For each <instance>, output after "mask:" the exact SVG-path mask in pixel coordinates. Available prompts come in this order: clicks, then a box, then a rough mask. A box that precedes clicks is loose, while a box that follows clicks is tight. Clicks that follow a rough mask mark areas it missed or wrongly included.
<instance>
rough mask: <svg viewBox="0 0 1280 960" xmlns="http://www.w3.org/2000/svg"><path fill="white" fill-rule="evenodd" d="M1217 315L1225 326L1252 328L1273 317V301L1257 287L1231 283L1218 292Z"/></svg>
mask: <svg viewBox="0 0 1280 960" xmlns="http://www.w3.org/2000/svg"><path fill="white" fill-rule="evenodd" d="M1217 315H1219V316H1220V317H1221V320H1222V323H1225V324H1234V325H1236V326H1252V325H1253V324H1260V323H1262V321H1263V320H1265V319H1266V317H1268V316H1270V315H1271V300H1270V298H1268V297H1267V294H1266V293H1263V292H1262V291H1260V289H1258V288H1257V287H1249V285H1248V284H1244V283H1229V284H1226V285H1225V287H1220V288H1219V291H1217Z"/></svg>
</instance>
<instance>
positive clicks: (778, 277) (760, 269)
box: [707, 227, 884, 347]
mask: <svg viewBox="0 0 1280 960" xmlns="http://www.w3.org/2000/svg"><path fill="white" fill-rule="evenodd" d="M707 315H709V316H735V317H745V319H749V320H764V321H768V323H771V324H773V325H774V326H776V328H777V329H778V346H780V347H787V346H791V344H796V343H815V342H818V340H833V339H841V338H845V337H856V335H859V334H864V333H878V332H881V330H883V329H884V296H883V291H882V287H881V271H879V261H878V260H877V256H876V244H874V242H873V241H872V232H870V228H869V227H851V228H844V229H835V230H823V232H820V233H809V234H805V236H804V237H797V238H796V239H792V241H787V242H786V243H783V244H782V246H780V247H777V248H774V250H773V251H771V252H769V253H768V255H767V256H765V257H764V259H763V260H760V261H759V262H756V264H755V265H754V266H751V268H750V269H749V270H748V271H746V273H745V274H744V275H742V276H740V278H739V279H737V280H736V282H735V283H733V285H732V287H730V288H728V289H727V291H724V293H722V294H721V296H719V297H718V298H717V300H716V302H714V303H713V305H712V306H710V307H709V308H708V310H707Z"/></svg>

========================================================================

Look through the entries above; find each line with the word "clicks" and copy it.

For each <instance>, output after "mask:" the exact SVG-path mask in pixel coordinates. Available prompts come in this order: clicks, then a box, then a rough mask. A box that precedes clicks is loose, while a box that follows clicks is tight. Clicks that follow a rough mask mark areas it missed or wrongly included.
positive clicks: (778, 277) (760, 269)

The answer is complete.